TASK INSTRUCTIONS =>
A. In the news report on the Michael Jackson hearing, what did Murray order Alvarez to do before calling paramedics?
B. Write the next part of the news report on the Michael Jackson hearing, picking up after its last sentence.

TEXT START

Jackson case: kids saw him 'dead'
Two of Michael Jackson's children watched horrified as the pop star lay motionless on his bed the day he died, a bodyguard for the pop star said in emotional testimony on Wednesday.
"Paris (Jackson) screamed 'Daddy' and she started crying, and Dr. Murray said, 'Get them out, don't let them see their father like this,'" Alberto Alvarez told a Los Angeles court.
Alvarez was testifying on the second day of a preliminary hearing that will decide if Conrad Murray, Jackson's personal doctor, should stand trial for involuntary manslaughter.
The court also heard that Jackson appeared dead when paramedics arrived, and that Murray made no mention to first responders that the singer had used the powerful anesthetic propofol.
Alvarez said he was alerted by phone on June 25, 2009, that something was wrong with Jackson He entered the pop star's room and saw Murray at the bedside. The doctor told him they needed to get an ambulance, Alvarez said.
The security guard said he was reaching for his cell phone, when he saw that Jackson's eldest two children, Prince and Paris, who were then 12 and 11, had walked into the room.
"I turned to the children and I told them, 'Don't worry children, we'll take care of it, please go outside.' And I escorted them out of the bedroom," Alvarez said.
Alvarez said Murray told him Jackson had "a bad reaction," and ordered him to bag up medical vials and an intravenous pouch before calling paramedics.

TEXT END
DATA SHOWN START

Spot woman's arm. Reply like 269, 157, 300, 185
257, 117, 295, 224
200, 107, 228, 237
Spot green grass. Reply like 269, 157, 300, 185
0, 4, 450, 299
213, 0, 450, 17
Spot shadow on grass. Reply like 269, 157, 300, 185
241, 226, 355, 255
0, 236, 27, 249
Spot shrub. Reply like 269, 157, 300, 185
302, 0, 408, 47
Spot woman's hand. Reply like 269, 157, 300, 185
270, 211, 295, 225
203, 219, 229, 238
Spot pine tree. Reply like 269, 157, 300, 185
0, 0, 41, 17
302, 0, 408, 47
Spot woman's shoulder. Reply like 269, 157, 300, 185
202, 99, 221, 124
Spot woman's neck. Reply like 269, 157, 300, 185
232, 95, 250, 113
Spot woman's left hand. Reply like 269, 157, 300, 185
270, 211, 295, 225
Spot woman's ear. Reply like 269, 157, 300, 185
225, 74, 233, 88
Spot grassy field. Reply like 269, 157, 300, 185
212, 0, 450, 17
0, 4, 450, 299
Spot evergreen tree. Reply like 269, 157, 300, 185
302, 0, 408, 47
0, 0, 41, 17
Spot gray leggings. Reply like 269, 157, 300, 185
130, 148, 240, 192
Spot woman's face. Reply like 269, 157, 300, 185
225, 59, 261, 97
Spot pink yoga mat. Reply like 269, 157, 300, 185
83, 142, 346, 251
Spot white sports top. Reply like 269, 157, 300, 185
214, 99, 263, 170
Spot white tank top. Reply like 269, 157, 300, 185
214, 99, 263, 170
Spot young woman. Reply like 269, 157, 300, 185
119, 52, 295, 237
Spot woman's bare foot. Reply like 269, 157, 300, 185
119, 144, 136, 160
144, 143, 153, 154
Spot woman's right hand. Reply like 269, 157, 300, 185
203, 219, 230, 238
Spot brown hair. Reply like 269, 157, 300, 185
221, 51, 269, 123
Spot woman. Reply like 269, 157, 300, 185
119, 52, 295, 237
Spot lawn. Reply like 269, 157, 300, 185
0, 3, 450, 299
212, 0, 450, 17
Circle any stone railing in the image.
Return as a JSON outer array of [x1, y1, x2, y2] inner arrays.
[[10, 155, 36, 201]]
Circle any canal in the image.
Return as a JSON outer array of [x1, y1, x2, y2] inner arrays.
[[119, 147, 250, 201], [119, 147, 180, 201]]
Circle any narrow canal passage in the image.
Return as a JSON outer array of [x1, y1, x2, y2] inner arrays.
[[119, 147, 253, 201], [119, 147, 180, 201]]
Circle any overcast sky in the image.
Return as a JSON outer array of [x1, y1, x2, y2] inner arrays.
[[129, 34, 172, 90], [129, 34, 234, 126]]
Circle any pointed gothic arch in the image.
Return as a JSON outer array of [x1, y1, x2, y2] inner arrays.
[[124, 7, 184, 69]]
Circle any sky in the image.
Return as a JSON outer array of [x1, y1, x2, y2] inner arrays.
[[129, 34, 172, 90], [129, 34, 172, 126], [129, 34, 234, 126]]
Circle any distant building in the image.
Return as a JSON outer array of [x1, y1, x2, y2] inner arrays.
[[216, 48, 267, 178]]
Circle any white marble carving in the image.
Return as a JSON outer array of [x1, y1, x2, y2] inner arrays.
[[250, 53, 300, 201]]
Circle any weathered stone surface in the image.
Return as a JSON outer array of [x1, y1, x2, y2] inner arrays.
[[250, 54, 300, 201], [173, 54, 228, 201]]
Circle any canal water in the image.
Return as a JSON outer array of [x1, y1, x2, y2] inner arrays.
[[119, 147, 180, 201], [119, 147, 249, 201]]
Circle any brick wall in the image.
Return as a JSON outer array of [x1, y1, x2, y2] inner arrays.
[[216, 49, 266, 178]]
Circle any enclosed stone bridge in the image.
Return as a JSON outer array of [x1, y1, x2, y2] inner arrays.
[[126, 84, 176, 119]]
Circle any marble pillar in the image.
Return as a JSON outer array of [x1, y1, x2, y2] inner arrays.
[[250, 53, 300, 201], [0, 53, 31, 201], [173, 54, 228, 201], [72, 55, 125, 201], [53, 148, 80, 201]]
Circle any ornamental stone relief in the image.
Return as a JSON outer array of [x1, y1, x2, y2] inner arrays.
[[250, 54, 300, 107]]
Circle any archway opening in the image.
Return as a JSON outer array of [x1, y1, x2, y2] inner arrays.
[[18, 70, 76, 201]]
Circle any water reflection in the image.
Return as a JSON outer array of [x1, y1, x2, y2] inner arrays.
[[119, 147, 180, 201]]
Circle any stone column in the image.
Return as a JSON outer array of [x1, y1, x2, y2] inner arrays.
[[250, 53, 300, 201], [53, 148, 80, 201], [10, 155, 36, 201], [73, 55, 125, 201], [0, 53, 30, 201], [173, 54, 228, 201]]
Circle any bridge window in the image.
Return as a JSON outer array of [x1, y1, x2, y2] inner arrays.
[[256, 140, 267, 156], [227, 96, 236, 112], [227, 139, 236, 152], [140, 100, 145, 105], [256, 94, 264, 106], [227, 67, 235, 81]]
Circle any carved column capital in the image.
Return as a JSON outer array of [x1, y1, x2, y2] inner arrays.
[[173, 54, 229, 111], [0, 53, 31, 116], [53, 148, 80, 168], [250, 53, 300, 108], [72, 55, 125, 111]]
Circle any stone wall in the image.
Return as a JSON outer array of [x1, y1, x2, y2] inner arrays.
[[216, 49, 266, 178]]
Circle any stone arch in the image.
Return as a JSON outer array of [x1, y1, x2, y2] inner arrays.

DATA SHOWN END

RESULTS FOR THE EXERCISE =>
A. Bag up medical vials and an intravenous pouch.

B.
"He (Murray) then grabbed a handful of bottles or vials and instructed me to put them in a bag," Alvarez said.
Prosecutors are seeking to establish that Murray was negligent in his treatment of the "Thriller" singer and tried to cover up his errors. Murray had been hired to care for Jackson before his planned comeback concerts in London.
Murray has pleaded not guilty to involuntary manslaughter but has admitted giving the 50-year-old singer a dose of propofol as a sleep aid, at Jackson's request.
Coroners officials say the "King of Pop" died of a drug overdose, due mainly to acute intoxication of propofol.
Murray's attorney, Ed Chernoff, suggested to Alvarez on Wednesday that Murray could have intended to bring the medication to the hospital, or set it aside to make room for the paramedics.
Alvarez said Murray told him to take away an intravenous bag that had "a milky substance" inside, and put it with the other bottles in a plastic bag that was placed inside a canvas carrying case. He said he did not know where the bags went.
Members of Jackson's family, including sisters Janet and La Toya, mother Katherine and father Joe, watched the testimony on Wednesday.
Paramedic Richard Senneff, who responded to Jackson's home, said he found Jackson motionless. He added that Murray never told him the singer had taken propofol, despite being asked if Jackson was on any medication.
"I don't often see an IV pole and a doctor on hand," Senneff said. "The patient appeared to be pale and underweight, I was thinking along the lines that he was a hospice patient."
Senneff said Murray only admitted to administering the sedative Lorazepam.
Prosecutors have claimed that more than 20 minutes elapsed between the time Murray found Jackson motionless in his bed at his rented Los Angeles mansion, and the calling of paramedics.
Senneff said his crew detected no pulse, and that based on Jackson's dilated pupils and cold limbs, it appeared his heart had stopped more than 20 minutes before.
The preliminary hearing is expected to last up to two weeks.